[Exercise directions] Pull out every line of the material below that contains the word "stall". Case matters.

[Listed entries]
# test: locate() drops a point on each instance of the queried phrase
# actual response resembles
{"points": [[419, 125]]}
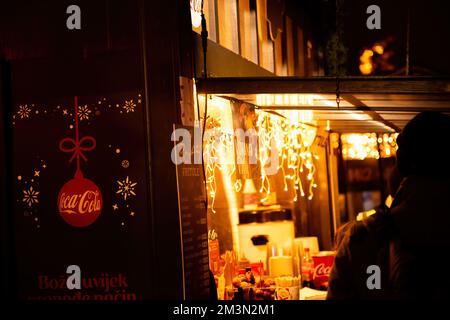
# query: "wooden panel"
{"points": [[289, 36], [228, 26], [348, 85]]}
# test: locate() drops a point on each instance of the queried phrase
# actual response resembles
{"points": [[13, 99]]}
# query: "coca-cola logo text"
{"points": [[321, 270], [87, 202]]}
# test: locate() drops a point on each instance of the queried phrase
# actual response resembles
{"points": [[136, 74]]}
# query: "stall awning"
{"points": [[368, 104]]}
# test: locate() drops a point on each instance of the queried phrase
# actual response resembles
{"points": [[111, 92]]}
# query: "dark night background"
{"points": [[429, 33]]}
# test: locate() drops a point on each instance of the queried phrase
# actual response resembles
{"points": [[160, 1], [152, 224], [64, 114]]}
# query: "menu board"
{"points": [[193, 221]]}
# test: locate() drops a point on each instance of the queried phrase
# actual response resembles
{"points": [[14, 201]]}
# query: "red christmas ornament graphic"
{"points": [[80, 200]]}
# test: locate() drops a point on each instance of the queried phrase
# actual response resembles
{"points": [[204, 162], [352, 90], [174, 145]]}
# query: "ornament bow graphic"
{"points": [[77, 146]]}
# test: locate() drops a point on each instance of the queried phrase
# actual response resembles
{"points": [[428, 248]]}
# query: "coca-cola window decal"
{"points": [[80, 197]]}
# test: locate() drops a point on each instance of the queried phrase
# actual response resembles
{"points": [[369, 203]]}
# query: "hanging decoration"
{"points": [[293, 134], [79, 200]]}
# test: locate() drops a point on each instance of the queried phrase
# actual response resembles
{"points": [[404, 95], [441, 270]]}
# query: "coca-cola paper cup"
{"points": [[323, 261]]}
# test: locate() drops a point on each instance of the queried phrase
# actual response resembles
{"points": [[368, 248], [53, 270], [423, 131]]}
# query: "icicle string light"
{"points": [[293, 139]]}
--
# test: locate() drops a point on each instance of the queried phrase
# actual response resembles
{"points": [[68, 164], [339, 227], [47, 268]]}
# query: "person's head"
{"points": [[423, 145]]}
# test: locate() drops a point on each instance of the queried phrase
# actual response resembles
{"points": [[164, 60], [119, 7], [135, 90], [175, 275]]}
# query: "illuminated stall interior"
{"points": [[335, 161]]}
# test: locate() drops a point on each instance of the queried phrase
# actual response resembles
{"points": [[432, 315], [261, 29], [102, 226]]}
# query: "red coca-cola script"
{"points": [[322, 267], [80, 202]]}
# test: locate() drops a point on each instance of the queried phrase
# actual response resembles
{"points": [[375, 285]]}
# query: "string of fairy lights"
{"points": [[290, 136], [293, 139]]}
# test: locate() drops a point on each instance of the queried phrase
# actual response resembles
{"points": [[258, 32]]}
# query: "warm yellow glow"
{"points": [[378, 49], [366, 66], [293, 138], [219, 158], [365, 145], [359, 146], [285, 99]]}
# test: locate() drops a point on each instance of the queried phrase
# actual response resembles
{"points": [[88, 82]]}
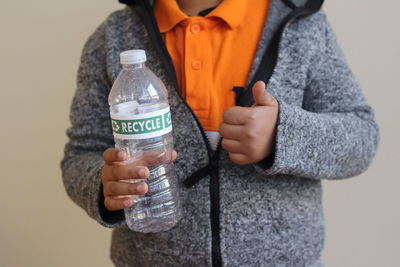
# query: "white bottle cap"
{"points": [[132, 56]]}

[Exercise answer]
# query: "stall awning"
# query: "illuminated stall interior"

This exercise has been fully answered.